### [Texto de referencia]
------------------------------------------------
Entre Idaho y Oregon el terreno cambia rápida y frecuentemente. Incluso en bicicleta uno se admira sobre lo que cambia el paisaje de seco y árido a montañas verdes y frondosas. A través de los años he llegado a apreciar los cambios en el paisaje del ministerio. No con poca frecuencia, cada día es un microcosmos de todo el camino. Del baptisterio al hospital, de la biblioteca a la clase, de la prisión al altar y al cementerio, mi camino ha entrado al paso del de Cristo y de mis hermanos de la Santa Cruz que eran educadores en la fe antes que yo.
A través de la formación inicial y el sacerdocio, mi vida en la Santa Cruz me ha llevado a través de toda clase de terreno ministerial: trabajo de refugiados, refugios para abandonados, salas de cáncer, trabajo de retiro, dirección espiritual, orfanatos, ministerios parroquiales, trabajo universitario y trabajo con los migrantes. Mi vida hubiera sido muy diferente si no fuera por el compromiso con la educación de la Santa Cruz. Notre Dame me formó como persona más que cualquier otro lugar en el mundo, pero mi pasión apostólica y duradera ha sido por el ministerio hispano y la vida espiritual.
Mi destino actual, que combina los estudios doctorales en espiritualidad cristiana con trabajo de retiro y evangelización entre los migrantes hispanos de Coachella, California, ha sido claramente el ministerio más creativo y fascinante hasta la fecha. La Congregación me permitió explorar este ministerio en toda su profundidad intelectual y pastoral, persiguiendo el mejor estudio académico a la par que sirvo a los pobres.
------------------------------------------------
Copia al pie de la letra el texto sobre el ministerio en la Santa Cruz desde "A través de la" hasta "la vida espiritual.", ambos incluidos.
------------------------------------------------
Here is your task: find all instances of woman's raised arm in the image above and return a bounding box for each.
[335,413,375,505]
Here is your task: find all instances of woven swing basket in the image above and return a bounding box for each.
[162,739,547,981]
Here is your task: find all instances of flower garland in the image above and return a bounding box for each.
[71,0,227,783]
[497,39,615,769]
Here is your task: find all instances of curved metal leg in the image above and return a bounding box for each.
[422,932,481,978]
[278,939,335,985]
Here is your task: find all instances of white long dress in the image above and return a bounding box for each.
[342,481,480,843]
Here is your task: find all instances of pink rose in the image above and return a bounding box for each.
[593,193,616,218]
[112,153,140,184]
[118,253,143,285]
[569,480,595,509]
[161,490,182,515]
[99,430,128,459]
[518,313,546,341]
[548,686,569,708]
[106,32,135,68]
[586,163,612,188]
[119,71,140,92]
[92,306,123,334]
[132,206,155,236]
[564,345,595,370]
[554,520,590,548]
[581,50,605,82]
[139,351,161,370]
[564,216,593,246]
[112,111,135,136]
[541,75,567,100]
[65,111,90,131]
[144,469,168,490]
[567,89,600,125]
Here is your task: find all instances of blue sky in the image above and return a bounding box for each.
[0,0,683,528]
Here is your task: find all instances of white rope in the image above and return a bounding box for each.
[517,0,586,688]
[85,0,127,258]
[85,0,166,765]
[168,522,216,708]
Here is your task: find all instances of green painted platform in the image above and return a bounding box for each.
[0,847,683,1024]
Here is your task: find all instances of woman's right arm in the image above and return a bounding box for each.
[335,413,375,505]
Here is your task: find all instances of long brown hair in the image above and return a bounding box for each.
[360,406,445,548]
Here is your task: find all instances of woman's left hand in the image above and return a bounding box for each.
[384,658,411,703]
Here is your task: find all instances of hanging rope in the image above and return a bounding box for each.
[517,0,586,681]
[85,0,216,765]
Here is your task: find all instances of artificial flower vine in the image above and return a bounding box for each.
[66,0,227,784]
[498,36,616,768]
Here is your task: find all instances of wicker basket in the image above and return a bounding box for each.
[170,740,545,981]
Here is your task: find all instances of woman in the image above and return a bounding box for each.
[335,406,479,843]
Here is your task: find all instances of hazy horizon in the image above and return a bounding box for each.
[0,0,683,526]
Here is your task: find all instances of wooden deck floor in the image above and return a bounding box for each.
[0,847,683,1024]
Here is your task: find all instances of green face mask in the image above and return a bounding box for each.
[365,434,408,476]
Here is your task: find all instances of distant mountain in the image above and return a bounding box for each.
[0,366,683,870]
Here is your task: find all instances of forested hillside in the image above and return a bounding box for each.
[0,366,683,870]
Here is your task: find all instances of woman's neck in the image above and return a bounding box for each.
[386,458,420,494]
------------------------------------------------
### [Solución del ejercicio]
A través de la formación inicial y el sacerdocio, mi vida en la Santa Cruz me ha llevado a través de toda clase de terreno ministerial: trabajo de refugiados, refugios para abandonados, salas de cáncer, trabajo de retiro, dirección espiritual, orfanatos, ministerios parroquiales, trabajo universitario y trabajo con los migrantes. Mi vida hubiera sido muy diferente si no fuera por el compromiso con la educación de la Santa Cruz. Notre Dame me formó como persona más que cualquier otro lugar en el mundo, pero mi pasión apostólica y duradera ha sido por el ministerio hispano y la vida espiritual.